▶ _Task to carry out_
Please return all lines from the records below that include the string "tall".

******

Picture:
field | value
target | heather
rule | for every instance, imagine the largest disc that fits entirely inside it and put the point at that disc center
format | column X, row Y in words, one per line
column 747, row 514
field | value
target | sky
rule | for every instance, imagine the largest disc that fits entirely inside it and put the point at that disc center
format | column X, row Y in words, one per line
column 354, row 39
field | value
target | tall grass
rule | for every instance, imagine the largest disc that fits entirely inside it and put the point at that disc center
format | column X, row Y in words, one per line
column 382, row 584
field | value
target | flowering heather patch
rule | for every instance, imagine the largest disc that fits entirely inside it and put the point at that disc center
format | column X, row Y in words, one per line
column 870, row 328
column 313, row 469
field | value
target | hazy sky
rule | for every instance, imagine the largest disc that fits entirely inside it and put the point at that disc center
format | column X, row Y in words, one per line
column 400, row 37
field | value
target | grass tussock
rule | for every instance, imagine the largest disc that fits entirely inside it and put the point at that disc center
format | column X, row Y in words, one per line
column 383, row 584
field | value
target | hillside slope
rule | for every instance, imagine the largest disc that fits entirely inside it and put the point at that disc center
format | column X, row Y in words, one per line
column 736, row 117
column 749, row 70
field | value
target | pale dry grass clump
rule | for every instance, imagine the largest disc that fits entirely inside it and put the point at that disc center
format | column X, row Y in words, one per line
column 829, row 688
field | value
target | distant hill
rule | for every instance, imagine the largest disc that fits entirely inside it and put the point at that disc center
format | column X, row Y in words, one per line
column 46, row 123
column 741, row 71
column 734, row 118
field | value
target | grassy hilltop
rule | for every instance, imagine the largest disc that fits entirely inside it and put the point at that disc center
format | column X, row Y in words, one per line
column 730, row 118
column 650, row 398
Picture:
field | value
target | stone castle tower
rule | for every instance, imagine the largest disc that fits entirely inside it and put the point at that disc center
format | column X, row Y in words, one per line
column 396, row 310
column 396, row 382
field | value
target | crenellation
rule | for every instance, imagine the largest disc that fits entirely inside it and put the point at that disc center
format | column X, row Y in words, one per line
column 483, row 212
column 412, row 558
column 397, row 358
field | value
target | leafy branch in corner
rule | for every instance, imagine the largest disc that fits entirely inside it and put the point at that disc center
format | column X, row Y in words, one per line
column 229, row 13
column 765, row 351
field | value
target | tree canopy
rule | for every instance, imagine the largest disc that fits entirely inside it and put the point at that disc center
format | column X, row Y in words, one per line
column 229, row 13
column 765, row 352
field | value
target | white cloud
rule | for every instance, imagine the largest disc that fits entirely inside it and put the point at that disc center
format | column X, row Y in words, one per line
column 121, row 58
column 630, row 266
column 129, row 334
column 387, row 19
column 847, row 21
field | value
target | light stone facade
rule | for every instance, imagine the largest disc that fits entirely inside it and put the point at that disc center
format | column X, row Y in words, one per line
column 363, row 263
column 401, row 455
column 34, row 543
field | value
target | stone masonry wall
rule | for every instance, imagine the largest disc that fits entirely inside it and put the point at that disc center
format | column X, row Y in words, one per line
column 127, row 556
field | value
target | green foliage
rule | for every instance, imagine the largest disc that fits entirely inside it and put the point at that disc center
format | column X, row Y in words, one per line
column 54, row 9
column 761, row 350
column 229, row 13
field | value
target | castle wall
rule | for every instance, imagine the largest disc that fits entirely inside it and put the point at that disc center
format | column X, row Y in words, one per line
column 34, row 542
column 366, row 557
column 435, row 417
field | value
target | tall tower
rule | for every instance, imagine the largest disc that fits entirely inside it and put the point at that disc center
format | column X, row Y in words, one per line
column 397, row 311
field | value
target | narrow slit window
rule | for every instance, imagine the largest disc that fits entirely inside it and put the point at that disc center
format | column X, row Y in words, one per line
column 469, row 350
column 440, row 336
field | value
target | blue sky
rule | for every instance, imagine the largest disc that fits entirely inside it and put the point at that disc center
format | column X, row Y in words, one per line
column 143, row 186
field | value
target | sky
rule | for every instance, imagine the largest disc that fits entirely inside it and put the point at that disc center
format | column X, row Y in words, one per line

******

▶ _Result of the exercise_
target | tall grass
target | tall tower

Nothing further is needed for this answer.